─── TEXT SEGMENT ───

# AAAI-2017: Tutorial on Risk-averse Decision Making and Control

**Presenters**:

- Marek Petrik, University of New Hampshire
- Mohammad Ghavamzadeh, Adobe Research

**Location**: Continental 1-3, Ballroom Level

## Schedule

**9:00AM - 9:20AM**: Introduction to risk-averse modeling**9:20AM - 9:40AM**: Value at Risk and Conditional Value at Risk**9:40AM - 9:50AM**:*Break***9:50AM - 10:30AM**: Coherent Measures of Risk: Properties and methods**10:30AM - 11:00AM**:*Coffee break***11:00AM - 12:00PM**: Risk-averse reinforcement learning**12:00PM - 12:15PM**:*Break***12:15PM - 12:45PM**: Time consistent measures of risk

## Slides

## Detailed Description

Traditional decision methods in artificial intelligence focus on maximizing the expected return (or minimizing the expected cost). This is appropriate when the decision-makers are risk-neutral. Yet, many decision-makers are *risk-sensitive* and are willing to give up some of the expected reward in order to protect against large losses. The desire to avoid risk when making decision was recognized early on, but developing appropriate models to capture risk has been challenging. Useful models of risk-aversion must be easy to understand and interpret for decision-makers; but they also must be general, flexible, and more importantly, they must produce tractable optimization problems.

The classical approach to modeling risk aversion is to use expected utilities, but they are difficult to specify and significantly complicate optimization methods. This tutorial focuses on the new approach to risk-aversion which is based convex measures of risk. Convex measures of risk replace the expectation operator by a more general operator which puts more weight on negative outcomes. Perhaps the most well-known risk measure is CVaR, which at level alpha computes the expectation of the lowest alpha-quantile of returns.

There has been tremendous progress in developing the theory and practice of risk measures since their introduction in the late 1990s. Researchers and practitioners have proposed and used many other risk measures besides CVaR and many stochastic optimization methods now work with convex risk measures. Due to the ease of modeling and optimization with them, convex risk measures have become the standard method for capturing risk sensitivity in operations research. Robust optimization, a related concept for modeling risk-aversion and avoidance, has flourished similarly.

─── RECORDED DATA ───

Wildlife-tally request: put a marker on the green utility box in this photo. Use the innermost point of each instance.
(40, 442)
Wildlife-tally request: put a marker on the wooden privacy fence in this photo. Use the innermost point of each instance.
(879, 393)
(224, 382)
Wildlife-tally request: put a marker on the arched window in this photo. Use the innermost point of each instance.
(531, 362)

───

*EXERCISE DIRECTIONS*. Extend the tutorial description on risk-averse decision making and control by writing the paragraph that follows its final sentence.

*OUTPUT FOR THIS TASK*.
In recent years, there has been growing interest in developing risk averse decision-making methods in artificial intelligence and machine learning. Risk-aversion is required to make machine learning relevant in many practical settings since solutions from risk neutral methods are often too risky in mission-critical problems. Convex risk measures and robust optimization are now being used in methods that range from classification, through multi-armed bandits, to reinforcement learning. While the general concept of risk measures is relatively simple, their true power can only be realized through deeper understanding. For example, integrating risk aversion with sequential decision-making requires overcoming a full set of challenges concerning time consistency. Our tutorial will shed light on these issues and provide numerous pointers for further research.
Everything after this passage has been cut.